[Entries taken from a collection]
______

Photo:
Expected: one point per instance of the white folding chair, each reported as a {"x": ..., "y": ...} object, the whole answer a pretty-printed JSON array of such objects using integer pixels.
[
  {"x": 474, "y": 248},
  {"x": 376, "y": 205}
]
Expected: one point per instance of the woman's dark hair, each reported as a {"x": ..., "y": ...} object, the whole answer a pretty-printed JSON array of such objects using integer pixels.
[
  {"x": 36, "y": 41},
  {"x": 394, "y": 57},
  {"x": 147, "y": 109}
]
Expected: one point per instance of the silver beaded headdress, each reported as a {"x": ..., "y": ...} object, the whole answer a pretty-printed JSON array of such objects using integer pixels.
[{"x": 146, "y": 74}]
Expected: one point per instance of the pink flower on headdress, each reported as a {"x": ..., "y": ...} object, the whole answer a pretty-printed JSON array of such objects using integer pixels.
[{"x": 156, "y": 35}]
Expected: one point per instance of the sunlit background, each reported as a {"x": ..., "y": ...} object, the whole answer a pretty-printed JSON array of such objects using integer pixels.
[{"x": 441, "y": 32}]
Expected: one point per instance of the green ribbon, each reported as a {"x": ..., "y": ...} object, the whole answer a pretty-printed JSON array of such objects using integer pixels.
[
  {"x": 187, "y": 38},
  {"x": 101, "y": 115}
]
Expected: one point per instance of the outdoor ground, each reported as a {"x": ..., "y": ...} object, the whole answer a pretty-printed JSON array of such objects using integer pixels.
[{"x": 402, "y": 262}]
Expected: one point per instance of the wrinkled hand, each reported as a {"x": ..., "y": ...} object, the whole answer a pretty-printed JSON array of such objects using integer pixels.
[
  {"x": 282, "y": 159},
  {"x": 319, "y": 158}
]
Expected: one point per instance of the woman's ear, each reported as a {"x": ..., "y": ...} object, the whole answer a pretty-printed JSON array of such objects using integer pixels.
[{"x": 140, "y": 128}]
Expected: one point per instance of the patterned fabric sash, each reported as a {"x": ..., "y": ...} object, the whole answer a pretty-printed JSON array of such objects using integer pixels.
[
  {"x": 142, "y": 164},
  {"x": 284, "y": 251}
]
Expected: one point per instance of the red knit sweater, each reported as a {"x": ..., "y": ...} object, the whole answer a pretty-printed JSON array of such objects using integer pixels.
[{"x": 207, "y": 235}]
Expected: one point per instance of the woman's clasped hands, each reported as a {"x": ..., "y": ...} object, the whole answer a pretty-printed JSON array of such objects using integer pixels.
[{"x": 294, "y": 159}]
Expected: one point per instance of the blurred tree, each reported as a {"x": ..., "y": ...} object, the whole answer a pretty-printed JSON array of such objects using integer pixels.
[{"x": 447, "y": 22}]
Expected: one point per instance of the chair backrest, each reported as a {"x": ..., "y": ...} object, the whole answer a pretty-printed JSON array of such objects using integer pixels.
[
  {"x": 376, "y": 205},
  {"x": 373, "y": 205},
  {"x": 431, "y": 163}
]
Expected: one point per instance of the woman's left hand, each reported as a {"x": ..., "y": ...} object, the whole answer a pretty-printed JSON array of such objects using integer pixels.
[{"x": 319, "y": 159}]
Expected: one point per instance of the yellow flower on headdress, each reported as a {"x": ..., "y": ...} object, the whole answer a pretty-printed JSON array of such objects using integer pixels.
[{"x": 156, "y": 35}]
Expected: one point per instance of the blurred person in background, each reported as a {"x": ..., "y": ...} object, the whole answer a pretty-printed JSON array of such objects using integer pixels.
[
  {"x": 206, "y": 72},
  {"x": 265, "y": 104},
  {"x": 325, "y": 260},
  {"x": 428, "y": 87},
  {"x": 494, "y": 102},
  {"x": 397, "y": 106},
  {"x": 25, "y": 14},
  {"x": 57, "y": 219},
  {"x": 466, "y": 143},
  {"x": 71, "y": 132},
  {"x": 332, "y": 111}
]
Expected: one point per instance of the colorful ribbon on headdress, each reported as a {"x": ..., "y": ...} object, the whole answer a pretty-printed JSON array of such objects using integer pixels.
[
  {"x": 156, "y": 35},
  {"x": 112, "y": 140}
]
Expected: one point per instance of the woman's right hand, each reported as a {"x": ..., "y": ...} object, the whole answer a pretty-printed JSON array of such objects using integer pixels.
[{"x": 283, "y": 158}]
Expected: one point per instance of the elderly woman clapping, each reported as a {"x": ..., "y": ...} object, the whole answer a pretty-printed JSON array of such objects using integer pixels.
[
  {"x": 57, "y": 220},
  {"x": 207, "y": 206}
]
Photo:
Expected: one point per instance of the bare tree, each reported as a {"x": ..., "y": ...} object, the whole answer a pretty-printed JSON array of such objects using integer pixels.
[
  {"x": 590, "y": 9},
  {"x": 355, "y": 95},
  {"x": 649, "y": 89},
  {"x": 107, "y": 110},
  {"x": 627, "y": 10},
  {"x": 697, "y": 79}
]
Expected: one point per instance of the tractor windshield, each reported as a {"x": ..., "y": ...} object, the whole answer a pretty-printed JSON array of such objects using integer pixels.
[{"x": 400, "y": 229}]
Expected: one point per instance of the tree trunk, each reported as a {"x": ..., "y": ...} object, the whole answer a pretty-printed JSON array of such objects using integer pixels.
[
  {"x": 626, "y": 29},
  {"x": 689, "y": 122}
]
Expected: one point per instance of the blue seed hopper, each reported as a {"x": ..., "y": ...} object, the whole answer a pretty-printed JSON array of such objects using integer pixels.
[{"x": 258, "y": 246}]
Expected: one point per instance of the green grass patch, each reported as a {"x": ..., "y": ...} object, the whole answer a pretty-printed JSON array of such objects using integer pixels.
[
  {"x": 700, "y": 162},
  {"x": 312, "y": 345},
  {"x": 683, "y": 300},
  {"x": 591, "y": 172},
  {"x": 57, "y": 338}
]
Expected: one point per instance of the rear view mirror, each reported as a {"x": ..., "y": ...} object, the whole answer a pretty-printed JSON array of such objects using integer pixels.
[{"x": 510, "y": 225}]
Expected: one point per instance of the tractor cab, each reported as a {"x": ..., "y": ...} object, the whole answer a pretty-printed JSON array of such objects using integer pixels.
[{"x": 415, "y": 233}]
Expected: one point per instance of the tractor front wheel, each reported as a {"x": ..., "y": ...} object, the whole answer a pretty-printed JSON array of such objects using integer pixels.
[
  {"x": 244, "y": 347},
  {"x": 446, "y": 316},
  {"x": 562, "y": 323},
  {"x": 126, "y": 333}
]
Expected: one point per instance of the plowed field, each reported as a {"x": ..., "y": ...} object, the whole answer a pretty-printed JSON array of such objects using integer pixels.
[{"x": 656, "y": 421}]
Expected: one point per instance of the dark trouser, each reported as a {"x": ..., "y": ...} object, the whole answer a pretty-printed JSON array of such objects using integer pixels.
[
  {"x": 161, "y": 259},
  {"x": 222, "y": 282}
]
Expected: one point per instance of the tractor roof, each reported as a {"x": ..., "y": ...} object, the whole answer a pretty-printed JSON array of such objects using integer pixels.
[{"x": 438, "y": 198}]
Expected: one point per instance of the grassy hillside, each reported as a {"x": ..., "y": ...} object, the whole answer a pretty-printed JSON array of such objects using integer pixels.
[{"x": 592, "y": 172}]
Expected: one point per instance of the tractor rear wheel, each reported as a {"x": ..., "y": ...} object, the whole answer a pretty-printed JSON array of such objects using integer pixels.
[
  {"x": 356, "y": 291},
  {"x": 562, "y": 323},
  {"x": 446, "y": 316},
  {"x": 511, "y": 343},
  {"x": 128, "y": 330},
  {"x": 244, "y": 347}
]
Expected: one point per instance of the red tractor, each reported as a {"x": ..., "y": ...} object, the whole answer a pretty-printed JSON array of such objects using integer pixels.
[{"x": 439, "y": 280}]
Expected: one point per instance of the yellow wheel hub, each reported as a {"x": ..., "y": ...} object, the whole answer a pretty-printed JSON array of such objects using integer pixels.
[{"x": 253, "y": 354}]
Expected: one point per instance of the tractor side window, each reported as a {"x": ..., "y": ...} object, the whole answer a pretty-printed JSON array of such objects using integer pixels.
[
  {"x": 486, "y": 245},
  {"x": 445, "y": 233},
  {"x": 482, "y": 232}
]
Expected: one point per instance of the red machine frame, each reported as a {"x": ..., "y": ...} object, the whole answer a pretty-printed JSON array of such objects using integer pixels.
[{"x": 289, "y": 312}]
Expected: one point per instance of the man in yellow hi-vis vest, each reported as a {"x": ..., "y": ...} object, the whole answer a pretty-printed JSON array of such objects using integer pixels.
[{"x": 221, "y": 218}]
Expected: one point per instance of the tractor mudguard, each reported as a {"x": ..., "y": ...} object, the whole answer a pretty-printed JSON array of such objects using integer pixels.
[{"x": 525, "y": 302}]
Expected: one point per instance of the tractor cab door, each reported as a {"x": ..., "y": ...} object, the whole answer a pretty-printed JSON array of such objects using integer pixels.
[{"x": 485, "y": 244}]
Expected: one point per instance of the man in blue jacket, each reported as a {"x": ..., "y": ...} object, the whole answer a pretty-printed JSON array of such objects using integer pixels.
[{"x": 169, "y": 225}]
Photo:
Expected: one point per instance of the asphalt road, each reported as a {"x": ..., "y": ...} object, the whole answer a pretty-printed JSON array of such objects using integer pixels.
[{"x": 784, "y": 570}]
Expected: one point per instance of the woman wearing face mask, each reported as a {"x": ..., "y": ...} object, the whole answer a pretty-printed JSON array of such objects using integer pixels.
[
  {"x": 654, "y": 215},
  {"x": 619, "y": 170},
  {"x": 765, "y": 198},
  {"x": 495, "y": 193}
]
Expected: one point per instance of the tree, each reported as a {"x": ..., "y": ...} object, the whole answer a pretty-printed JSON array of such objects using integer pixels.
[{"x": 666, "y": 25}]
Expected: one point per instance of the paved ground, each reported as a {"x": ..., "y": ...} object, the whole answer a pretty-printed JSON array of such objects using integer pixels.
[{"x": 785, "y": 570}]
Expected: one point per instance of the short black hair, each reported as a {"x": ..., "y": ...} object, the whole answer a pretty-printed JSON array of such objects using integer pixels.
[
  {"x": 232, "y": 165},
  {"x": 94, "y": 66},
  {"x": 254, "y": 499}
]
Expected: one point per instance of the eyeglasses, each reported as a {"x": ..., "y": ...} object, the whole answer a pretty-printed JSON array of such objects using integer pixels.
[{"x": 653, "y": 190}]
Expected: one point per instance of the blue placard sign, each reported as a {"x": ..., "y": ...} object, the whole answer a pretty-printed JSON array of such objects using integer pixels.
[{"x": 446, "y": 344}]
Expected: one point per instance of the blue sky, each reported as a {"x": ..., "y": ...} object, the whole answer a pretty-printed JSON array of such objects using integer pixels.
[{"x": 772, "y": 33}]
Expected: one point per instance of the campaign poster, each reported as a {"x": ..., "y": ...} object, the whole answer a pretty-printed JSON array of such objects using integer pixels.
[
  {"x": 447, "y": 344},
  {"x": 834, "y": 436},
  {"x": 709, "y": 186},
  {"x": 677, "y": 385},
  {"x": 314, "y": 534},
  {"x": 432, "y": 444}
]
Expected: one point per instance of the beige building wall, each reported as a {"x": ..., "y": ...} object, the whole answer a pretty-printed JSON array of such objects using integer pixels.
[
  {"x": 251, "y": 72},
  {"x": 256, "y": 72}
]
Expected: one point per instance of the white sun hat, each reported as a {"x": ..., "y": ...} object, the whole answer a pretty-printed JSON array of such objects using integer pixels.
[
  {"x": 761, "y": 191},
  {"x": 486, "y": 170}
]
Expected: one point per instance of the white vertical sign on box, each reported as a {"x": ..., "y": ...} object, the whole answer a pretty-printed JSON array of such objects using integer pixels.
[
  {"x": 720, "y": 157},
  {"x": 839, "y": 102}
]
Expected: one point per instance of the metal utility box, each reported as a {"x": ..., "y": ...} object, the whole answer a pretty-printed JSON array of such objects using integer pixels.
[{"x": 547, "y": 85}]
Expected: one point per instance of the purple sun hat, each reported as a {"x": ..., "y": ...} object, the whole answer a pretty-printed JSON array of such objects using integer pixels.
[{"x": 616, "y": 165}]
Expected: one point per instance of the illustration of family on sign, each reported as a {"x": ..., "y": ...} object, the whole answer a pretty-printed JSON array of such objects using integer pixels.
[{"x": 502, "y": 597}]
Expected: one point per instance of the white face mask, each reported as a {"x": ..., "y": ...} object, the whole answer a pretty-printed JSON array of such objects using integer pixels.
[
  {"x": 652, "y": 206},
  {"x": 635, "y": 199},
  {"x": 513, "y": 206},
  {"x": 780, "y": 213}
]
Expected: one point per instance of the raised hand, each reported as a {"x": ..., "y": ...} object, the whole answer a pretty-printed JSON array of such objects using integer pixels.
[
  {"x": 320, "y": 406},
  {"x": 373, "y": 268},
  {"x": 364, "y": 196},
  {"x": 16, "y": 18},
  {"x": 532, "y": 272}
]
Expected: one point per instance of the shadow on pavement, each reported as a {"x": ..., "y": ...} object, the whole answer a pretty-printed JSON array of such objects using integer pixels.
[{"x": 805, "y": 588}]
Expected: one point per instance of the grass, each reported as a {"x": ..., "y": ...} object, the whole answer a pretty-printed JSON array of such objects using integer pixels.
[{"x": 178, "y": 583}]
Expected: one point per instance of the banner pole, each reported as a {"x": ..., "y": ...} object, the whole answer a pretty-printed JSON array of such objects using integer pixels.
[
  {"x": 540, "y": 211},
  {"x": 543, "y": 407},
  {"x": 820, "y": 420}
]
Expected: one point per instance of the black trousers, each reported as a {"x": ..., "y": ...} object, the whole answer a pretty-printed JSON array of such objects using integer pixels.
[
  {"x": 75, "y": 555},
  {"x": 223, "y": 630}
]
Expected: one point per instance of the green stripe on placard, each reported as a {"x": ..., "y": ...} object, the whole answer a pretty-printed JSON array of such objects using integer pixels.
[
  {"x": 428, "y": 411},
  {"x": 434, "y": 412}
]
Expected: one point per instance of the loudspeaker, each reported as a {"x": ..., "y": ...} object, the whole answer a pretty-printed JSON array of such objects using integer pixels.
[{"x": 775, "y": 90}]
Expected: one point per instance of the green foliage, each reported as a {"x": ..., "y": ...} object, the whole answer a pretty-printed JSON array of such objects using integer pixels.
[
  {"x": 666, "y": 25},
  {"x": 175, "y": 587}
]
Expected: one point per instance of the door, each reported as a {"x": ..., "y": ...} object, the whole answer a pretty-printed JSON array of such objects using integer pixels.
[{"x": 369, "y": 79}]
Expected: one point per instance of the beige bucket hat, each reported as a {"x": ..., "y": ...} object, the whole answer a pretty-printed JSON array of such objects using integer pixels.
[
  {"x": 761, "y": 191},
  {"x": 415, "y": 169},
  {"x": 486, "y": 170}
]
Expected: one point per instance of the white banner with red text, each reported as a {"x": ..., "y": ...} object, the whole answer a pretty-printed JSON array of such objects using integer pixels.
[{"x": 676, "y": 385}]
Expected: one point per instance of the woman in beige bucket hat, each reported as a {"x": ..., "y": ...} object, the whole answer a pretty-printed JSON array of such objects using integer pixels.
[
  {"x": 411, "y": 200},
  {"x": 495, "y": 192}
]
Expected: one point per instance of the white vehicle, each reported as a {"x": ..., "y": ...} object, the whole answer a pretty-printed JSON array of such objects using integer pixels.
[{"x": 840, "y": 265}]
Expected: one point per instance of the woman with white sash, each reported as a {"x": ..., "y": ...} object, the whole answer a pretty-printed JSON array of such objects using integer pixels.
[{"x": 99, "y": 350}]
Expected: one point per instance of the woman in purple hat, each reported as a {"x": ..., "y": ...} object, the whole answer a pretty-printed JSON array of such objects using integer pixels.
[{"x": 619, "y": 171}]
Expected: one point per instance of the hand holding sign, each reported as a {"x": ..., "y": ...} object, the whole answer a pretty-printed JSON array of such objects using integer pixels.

______

- Directions -
Your answer should be the lines from the one containing "Expected: one point per instance of the woman with" through the last line of the records, repeated exactly and with nothing added.

- Your solution -
Expected: one point per instance of the woman with white sash, each reported as a {"x": ..., "y": ...} object, the whole answer a pretty-printed JSON array of such objects using integer pixels.
[{"x": 99, "y": 350}]
Expected: one point per instance of the woman in purple hat, each reported as a {"x": ..., "y": ...} object, the whole answer a pretty-printed JSON array of such objects using integer pixels.
[{"x": 619, "y": 171}]
Expected: one point per instance of the hand holding sign, each reported as a {"x": ..., "y": ...} object, the whole answer a pretty-printed JSON array of such objects using integer pixels.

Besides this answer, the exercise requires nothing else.